## Work to do
[A] According to the poverty article, on what date did the public entities send their joint letter to State Secretary Tamara van Ark?
[B] Does each statement agree with the poverty article? Answer yes or no for each, and quote the words from the article that decide it.
(i) The joint letter went to the State Secretary of Social Affairs and Employment.
(ii) The Ministry of Home Affairs and Kingdom Relations introduced a higher legal minimum wage.
(iii) The progress report calculates the cost of housing lower than the actual cost given in the Regioplan report.
[C] Reproduce the poverty article word for word from "The Ministry of Social" to "reduce the cost of living.".
___ Extract to read ___
Public entities tell State Secretary more is needed to combat poverty | THE DAILY HERALD

Representatives of the public entities Bonaire, St. Eustatius and Saba met with the delegation of State Secretaries Tamara van Ark (second right) and Raymond Knops (right) in St. Eustatius on June 27.

SABA/ST. EUSTATIUS–The public entities Bonaire, St. Eustatius and Saba in a joint letter sent to State Secretary of Social Affairs and Employment Tamara van Ark on September 17, expressed support for the steps she is taking to eradicate poverty on the islands. However, more is needed, the public entities said.

The three Caribbean Netherlands islands are asking the ministries in The Hague to implement further extending structural improvement measures that will reduce the high cost of living and bring a better balance between people’s income and the cost of living.

  The high costs of connectivity between the islands, water, electricity and telecommunications need to go down. The islands encourage Van Ark to continue with the measures in her own domain and to inspire the other ministries to do the same.

  “Poverty is now clearly on the agenda. Now is the time to take further meaningful measures. Poverty alleviation is only possible with an integral approach of all ministries,” it is stated in the letter.

Close the gap

  The Ministry of Social Affairs and Employment SZW has already introduced structural measures to raise the income of certain groups in society: a higher legal minimum wage, higher social allowances and an increase in childcare benefits (“kinderbijslag”).

  The Ministry of Home Affairs and Kingdom Relations BZK is making investments in social housing and the reduction of rental cost through a rental subsidy which, once implemented, will help to reduce the cost of living.

  “These are steps in the right direction to close the poverty gap. We have understood that more will follow in order for the amounts to be closer to the actual cost of living,” the public entities stated in the letter, which is a response to the recent progress report on establishing a benchmark for a social minimum in the Caribbean Netherlands.

  The benchmarks in the progress report of the SZW Ministry deviate from the amounts mentioned in the earlier Regioplan report because several costs, like the cost of housing and childcare, are calculated lower than the actual cost as mentioned in the Regioplan report.
___ Data provided ___
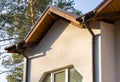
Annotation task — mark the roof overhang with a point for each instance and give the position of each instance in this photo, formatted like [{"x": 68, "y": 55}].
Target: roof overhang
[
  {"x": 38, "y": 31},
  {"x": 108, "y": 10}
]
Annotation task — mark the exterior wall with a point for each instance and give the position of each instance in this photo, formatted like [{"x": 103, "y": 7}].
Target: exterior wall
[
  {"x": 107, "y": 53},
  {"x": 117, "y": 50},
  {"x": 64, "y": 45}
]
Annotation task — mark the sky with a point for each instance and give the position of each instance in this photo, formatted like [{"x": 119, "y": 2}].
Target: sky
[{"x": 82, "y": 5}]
___
___ Data provided ___
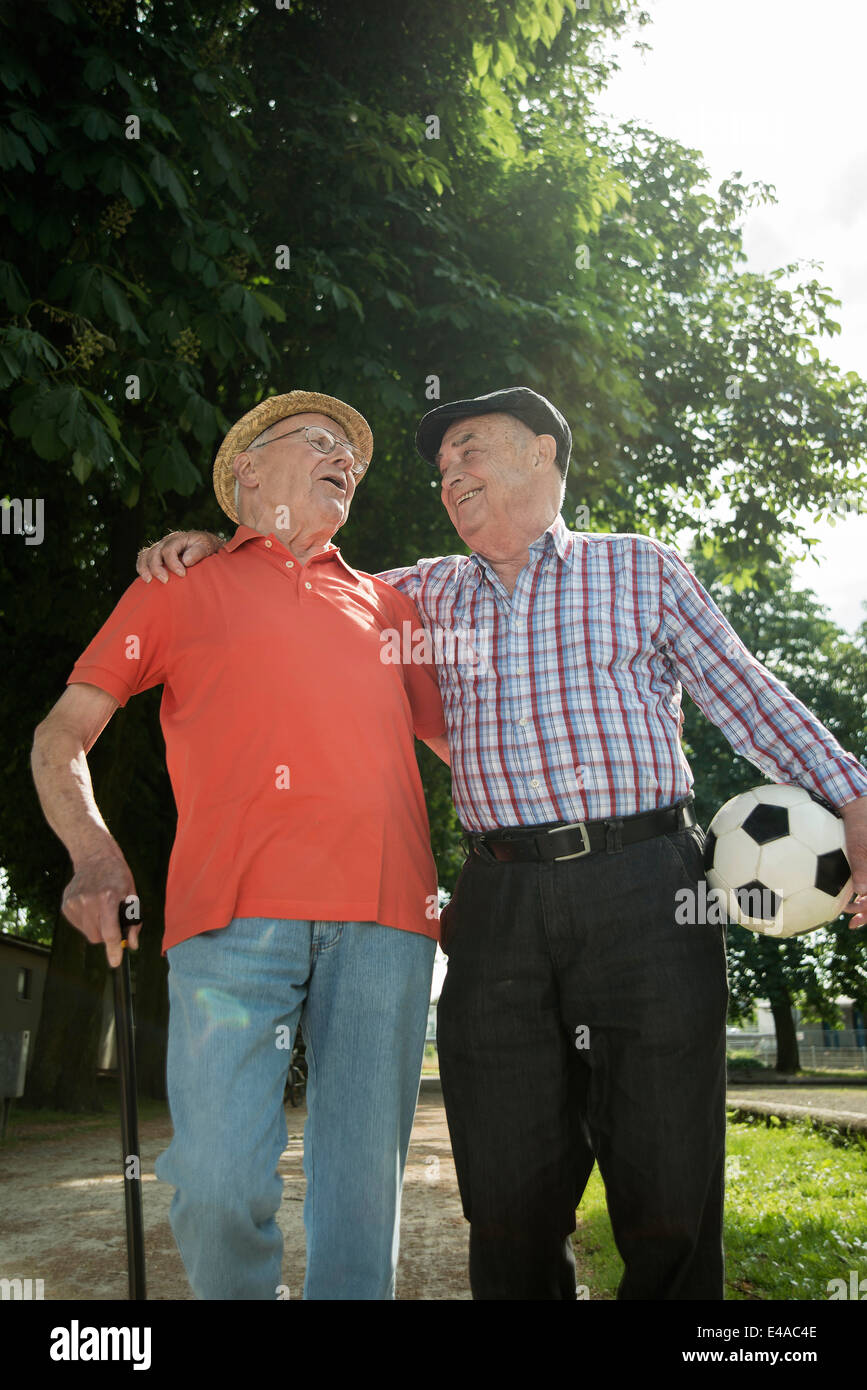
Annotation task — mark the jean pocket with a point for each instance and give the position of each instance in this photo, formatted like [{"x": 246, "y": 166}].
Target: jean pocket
___
___ Data provided ___
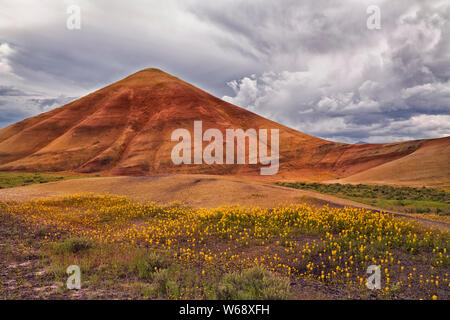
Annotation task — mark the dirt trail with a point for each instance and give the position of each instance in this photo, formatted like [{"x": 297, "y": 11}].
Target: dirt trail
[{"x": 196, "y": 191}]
___
## Exercise answers
[A] September 17.

[B]
(i) Yes: "sent to State Secretary of Social Affairs and Employment Tamara van Ark"
(ii) No: "The Ministry of Social Affairs and Employment SZW has already introduced structural measures to raise the income of certain groups in society: a higher legal minimum wage"
(iii) Yes: "several costs, like the cost of housing and childcare, are calculated lower than the actual cost as mentioned in the Regioplan report"

[C]
The Ministry of Social Affairs and Employment SZW has already introduced structural measures to raise the income of certain groups in society: a higher legal minimum wage, higher social allowances and an increase in childcare benefits (“kinderbijslag”).

  The Ministry of Home Affairs and Kingdom Relations BZK is making investments in social housing and the reduction of rental cost through a rental subsidy which, once implemented, will help to reduce the cost of living.